**GOAL**
Please update the lines below so that each "annotate" becomes "mark" and nothing else changes. Leave the pictures out of your answer.

--- START RECORDS FOR THIS TASK ---

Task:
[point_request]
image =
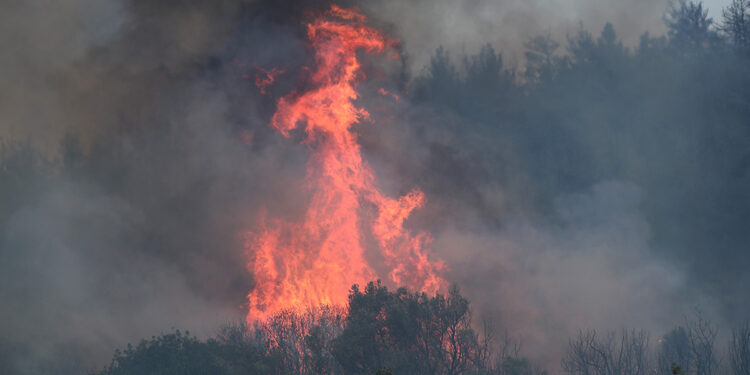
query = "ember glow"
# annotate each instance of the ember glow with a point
(314, 262)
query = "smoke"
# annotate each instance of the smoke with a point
(464, 26)
(137, 153)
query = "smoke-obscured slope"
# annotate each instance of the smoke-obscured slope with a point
(608, 190)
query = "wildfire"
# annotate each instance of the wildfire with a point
(315, 262)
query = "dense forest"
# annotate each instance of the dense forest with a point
(670, 116)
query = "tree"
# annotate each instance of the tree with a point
(739, 350)
(609, 354)
(410, 333)
(689, 26)
(736, 23)
(540, 58)
(691, 347)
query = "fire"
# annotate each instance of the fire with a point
(315, 262)
(267, 79)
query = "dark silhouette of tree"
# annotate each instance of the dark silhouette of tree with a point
(689, 26)
(610, 354)
(409, 333)
(739, 350)
(736, 23)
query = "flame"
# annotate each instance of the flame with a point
(268, 78)
(314, 262)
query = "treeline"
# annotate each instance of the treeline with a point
(397, 332)
(380, 332)
(670, 115)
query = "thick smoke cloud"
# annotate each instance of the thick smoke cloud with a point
(464, 26)
(137, 152)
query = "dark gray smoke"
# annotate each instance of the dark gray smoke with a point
(136, 153)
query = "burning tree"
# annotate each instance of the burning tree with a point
(312, 263)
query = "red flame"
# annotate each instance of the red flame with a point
(385, 92)
(315, 262)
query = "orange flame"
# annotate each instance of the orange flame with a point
(315, 262)
(270, 77)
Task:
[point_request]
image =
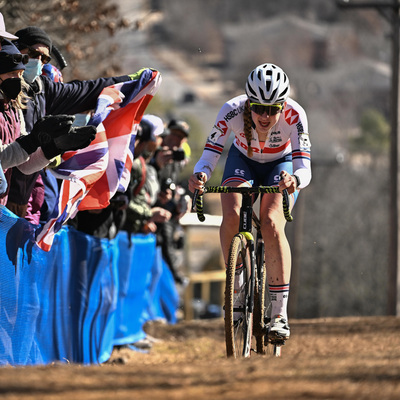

--- END RECORDS FOR THIS TASK ---

**REPLY**
Task:
[point_request]
image =
query = "ember glow"
# mark each instance of the ember glow with a point
(314, 262)
query = "smoke"
# mark each instance of the smoke with a point
(464, 26)
(137, 153)
query = "smoke-obscured slope"
# mark each instance of the smoke-obscured slope with a point
(608, 190)
query = "wildfire"
# mark each instance of the wildfire with a point
(315, 262)
query = "dense forest"
# mark each instance of the dense forest with a point
(670, 116)
query = "tree"
# mark each instance of the tree with a point
(739, 350)
(609, 354)
(410, 333)
(689, 26)
(736, 23)
(540, 58)
(691, 347)
query = "fire"
# mark each instance of the fire with a point
(315, 262)
(267, 79)
query = "dark silhouette of tree"
# mark each instance of the dark silhouette of tree with a point
(689, 26)
(610, 354)
(409, 333)
(739, 350)
(736, 23)
query = "flame"
# mark each instance of the flame with a point
(268, 78)
(314, 262)
query = "treeline"
# mark each instance of the treeline with a point
(397, 332)
(380, 332)
(670, 115)
query = "thick smoke cloud"
# mark each instance of the thick smoke cloud with a point
(464, 26)
(137, 152)
query = "dark gray smoke"
# mark each instance of the dark gray smoke with a point
(136, 153)
query = "burning tree"
# mark each instance of the burning tree with a point
(312, 263)
query = "red flame"
# mark each instance of the red flame with a point
(385, 92)
(315, 262)
query = "orange flame"
# mark each instance of the orange flame with a point
(315, 262)
(270, 77)
Task:
[point_request]
image =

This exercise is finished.